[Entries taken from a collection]
>>>>
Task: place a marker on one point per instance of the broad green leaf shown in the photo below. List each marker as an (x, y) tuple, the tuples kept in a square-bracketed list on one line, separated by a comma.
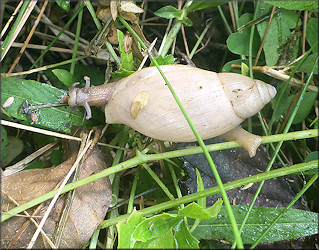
[(153, 227), (278, 33), (127, 58), (183, 238), (125, 229), (36, 93), (64, 4), (195, 211), (312, 34), (169, 59), (294, 224), (64, 76), (296, 5), (164, 241), (168, 12), (238, 42), (199, 5)]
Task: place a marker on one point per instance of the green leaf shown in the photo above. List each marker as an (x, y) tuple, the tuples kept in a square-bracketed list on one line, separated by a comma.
[(168, 12), (294, 224), (36, 93), (183, 238), (195, 211), (312, 34), (238, 42), (125, 229), (64, 4), (153, 227), (244, 69), (296, 5), (199, 5), (278, 33), (305, 107), (200, 187), (169, 59), (187, 21), (4, 144), (64, 76), (127, 58), (312, 156), (164, 241)]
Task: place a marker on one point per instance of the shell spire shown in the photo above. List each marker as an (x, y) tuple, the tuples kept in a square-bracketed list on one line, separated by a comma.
[(266, 91)]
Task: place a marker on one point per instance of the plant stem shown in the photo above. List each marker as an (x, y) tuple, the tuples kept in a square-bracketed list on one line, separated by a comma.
[(153, 157), (215, 190), (77, 36), (199, 139)]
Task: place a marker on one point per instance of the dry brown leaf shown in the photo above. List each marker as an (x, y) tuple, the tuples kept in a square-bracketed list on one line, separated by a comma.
[(88, 208)]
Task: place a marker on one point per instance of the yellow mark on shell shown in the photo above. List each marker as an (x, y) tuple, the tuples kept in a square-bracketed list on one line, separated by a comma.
[(138, 103), (8, 102), (247, 186)]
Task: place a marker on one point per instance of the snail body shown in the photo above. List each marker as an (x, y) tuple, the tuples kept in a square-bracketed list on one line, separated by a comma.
[(217, 103)]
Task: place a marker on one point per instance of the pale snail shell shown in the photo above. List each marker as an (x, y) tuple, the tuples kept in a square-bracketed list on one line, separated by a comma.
[(216, 102)]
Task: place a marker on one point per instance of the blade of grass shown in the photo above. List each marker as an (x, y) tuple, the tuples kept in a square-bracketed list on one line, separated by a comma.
[(215, 190), (58, 35), (24, 13), (293, 114), (302, 191), (29, 37), (141, 158), (99, 26), (77, 36), (199, 139)]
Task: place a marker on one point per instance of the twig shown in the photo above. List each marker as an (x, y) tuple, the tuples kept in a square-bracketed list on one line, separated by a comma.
[(10, 20), (55, 198), (278, 74), (50, 133), (22, 164)]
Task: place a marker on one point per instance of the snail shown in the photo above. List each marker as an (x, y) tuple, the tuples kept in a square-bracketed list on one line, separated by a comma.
[(217, 103)]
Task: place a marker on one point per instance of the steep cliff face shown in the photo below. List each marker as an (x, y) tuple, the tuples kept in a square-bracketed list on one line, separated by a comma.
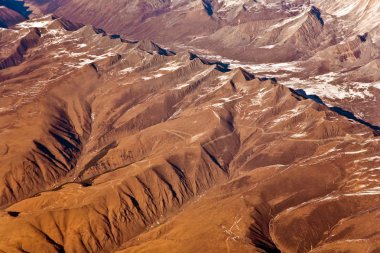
[(112, 145)]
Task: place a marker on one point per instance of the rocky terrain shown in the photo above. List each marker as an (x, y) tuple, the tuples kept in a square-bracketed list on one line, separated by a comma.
[(333, 45), (205, 126), (112, 145)]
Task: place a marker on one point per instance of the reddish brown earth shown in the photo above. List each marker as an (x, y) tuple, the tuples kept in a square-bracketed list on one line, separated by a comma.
[(334, 44), (109, 145)]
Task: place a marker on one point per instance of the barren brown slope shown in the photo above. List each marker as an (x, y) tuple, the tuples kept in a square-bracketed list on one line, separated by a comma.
[(109, 145)]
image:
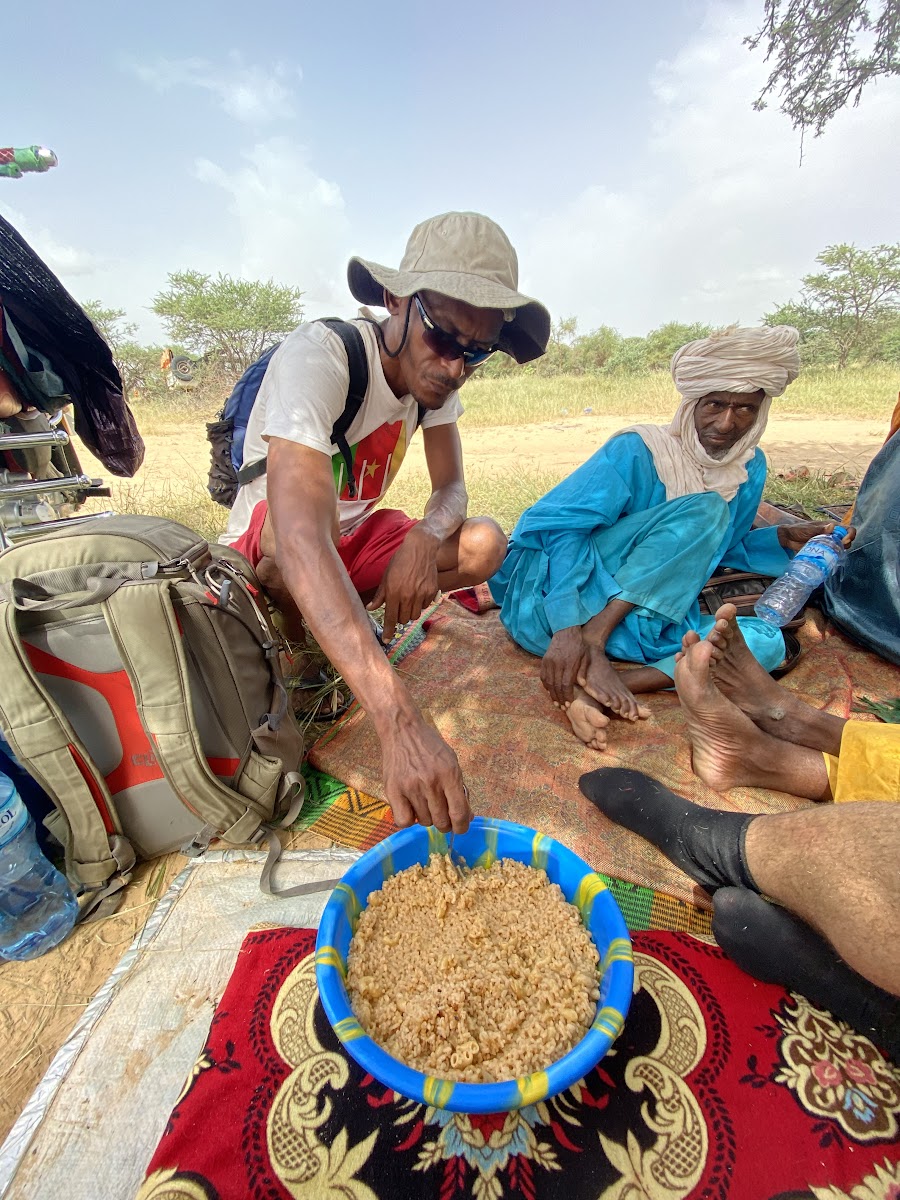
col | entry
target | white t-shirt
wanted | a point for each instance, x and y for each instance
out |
(303, 394)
<<<<
* WHAT THIS TASK INVOLVES *
Leaving the images out, print the records above exactly.

* REPLY *
Task: place a marker on one point per instance of the broad green leaf shown in the photo below. List each marker as an (x, y) tuple, the tuples kept in a square-bracketed list on one line, separated by a comma.
[(153, 227), (278, 33), (127, 58), (183, 238), (125, 229), (36, 93), (64, 4), (195, 211), (312, 34), (169, 59), (294, 224), (64, 76), (296, 5), (164, 241), (168, 12), (238, 42), (199, 5)]
Task: place a marker on one point per instance of the green leaf shown in the photo above. List each marker as an (x, y) tuple, the tuples kept in a square-bracketed list on one line, separated by a comma.
[(168, 12), (294, 224), (36, 93), (183, 238), (195, 211), (312, 34), (238, 42), (125, 229), (64, 4), (153, 227), (244, 69), (296, 5), (199, 5), (278, 33), (305, 107), (200, 187), (169, 59), (187, 21), (4, 144), (64, 76), (127, 58), (312, 156), (164, 241)]
Task: place a marker on one point per instance of the shell spire shown in the photo above. List each marker as an (x, y) tuple, the tuples kept in a square-bracketed list on one line, separated by a comma.
[(266, 91)]
Task: place a marker on one point per instance of the plant stem shown in the photo above. List each marker as an (x, y) tuple, the tuples kept in a square-bracketed list on one line, separated by a comma.
[(153, 157), (215, 190), (77, 36), (199, 139)]
Task: place a marker on one point per instance of the dry brown leaf shown in the photo above. List each marker as an (x, y) tuple, the tuples kept in a square-bracketed list on one line, separated by a comma.
[(88, 208)]
Task: place a marker on one point per instance of the yellow mark on shell shown in the photo above. List each marker as an (x, y) tuple, the tuples kept in a square-bracketed list on one line, separated by a comma.
[(138, 103), (8, 102), (247, 186)]
Task: place a marker on one point per instance of the snail body shown in the photo above. List each marker as an (x, y) tuple, the tuples kept in a square-bracketed list on one line, separated by a comma.
[(217, 103)]
Task: place a marker on one point per instance of the pale snail shell shown in the photo above. List each marker as an (x, y) tuple, the tuples kept in a square-bracketed list on one line, separated by a comma.
[(216, 102)]
Task: place a marker on one point per instance of the blade of grass shown in the photo above. List each marker as an (x, y) tuple, the tuples kept in a square-bracketed list on one line, separated by a comma.
[(215, 190), (58, 35), (24, 13), (293, 114), (302, 191), (29, 37), (141, 158), (99, 26), (77, 36), (199, 139)]
Task: place a marker on one point per instance of the twig shown in the photo above. List each marker as an (x, y) tuple, the tuples kept in a square-bracketed list on one line, separated by a comma.
[(10, 20), (55, 198), (278, 74), (50, 133), (22, 164)]
Task: place a marker on one point per instance of the snail shown in the photo above. List each marker as an (x, y) tuple, the tuples kept in a square-bracketed list on one line, separated by a comma.
[(217, 103)]
Task: place a marker on one point per instance of the steep cliff face shown in the photo below. List each marker as an (x, y) tuple, the tuples kept in a square-bracketed list on one line, separated by a comma.
[(112, 145)]
Task: place a marker on one point per instance of the rocky terrain shown in the photo above. List each marker as an (x, y) tuple, the tuples kept in a square-bracketed list on one line, separated by a comma.
[(333, 45), (205, 126), (112, 145)]
Task: place a marker on one point per instance of the reddish brown earth shown in the photo above. List each marker as an (x, y) tuple, the tuples kept in a square-bracketed list on one line, separated by a comma.
[(334, 44), (109, 145)]
Task: place a marker on one point per instance of the barren brown slope shown in the photo above. List each marker as an (x, y) tuple, the tuples kept in a square-bracketed list on one line, separated by a comma.
[(109, 145)]
image:
col | entry
target | white t-shirt
wanted | a point for each instance, x and y for each instance
out |
(303, 394)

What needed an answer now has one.